* [Activity]: Within the records below, find each line that holds the string "hair", then copy it.

╭──

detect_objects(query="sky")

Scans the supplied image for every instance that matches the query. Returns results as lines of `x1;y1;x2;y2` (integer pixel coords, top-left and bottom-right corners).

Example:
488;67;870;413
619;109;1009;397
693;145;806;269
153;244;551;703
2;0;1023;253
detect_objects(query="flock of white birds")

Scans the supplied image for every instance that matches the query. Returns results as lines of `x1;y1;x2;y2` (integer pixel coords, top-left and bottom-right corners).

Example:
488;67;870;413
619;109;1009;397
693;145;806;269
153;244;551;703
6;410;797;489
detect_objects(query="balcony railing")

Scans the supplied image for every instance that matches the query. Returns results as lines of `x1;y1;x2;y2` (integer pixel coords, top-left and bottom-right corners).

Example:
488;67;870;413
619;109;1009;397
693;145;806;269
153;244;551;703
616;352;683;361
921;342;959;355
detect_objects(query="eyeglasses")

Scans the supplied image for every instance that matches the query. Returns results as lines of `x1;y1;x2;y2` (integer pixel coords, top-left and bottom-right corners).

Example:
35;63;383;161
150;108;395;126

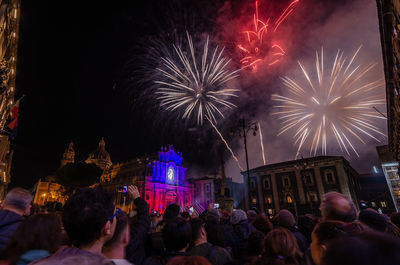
108;207;121;222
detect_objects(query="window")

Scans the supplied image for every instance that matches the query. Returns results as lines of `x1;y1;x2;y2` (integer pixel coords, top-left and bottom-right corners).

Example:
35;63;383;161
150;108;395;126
371;202;377;208
283;176;290;187
381;201;387;208
252;197;257;204
205;184;210;192
266;196;272;204
251;180;256;190
263;178;271;189
324;170;336;184
305;174;313;185
287;195;293;204
308;192;317;202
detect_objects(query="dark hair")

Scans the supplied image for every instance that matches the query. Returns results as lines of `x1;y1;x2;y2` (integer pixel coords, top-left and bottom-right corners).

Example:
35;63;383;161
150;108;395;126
258;228;302;265
190;218;205;243
391;212;400;229
247;230;265;256
181;211;191;220
0;214;62;264
322;232;400;265
358;210;388;232
62;186;115;247
167;255;211;265
164;204;181;221
252;214;273;235
313;220;368;245
162;217;192;251
320;192;356;222
103;211;129;250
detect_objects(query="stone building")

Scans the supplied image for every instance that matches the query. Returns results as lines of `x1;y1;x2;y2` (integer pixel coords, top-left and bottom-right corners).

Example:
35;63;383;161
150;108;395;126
377;0;400;160
85;138;112;170
0;0;21;201
244;156;360;216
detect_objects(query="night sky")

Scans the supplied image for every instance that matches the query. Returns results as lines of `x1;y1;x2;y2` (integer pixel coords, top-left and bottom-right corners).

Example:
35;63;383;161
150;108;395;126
11;0;387;189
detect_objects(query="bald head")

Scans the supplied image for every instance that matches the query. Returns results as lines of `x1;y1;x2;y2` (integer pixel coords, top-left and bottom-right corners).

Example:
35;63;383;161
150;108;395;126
320;192;356;222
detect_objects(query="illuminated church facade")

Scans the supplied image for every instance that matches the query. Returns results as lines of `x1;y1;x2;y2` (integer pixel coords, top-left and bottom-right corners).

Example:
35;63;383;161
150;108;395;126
100;144;194;213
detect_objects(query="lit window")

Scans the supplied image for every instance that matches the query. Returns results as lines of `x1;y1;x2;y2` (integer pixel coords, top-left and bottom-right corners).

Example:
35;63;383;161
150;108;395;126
266;196;272;204
381;201;387;208
371;202;376;208
12;32;16;38
283;176;290;187
252;197;257;204
14;9;17;19
287;196;293;204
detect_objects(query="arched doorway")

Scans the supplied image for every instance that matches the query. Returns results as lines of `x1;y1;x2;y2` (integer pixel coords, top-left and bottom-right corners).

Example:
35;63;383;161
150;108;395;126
165;190;178;206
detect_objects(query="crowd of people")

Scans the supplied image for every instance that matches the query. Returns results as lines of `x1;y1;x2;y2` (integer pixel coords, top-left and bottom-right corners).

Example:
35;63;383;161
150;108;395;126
0;185;400;265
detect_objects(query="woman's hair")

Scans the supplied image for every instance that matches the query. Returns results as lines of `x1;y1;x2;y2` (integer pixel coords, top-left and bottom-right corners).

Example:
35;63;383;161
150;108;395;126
252;214;273;235
167;256;211;265
0;213;62;264
313;220;368;245
256;227;302;265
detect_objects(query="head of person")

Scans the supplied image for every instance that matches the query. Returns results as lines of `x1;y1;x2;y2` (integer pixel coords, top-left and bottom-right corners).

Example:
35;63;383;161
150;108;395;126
162;217;192;252
358;209;388;232
205;209;220;224
322;232;400;265
62;186;116;248
166;256;211;265
246;230;265;257
297;215;318;241
181;211;191;222
247;210;258;223
252;214;273;235
310;220;367;265
2;188;32;216
190;218;207;245
230;209;247;225
0;213;62;263
277;209;295;228
390;212;400;229
263;227;302;264
102;211;130;257
164;204;181;221
320;192;356;222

╰──

* [Exercise output]:
detect_objects(query="dark hair")
detect_objects(query="woman's hair")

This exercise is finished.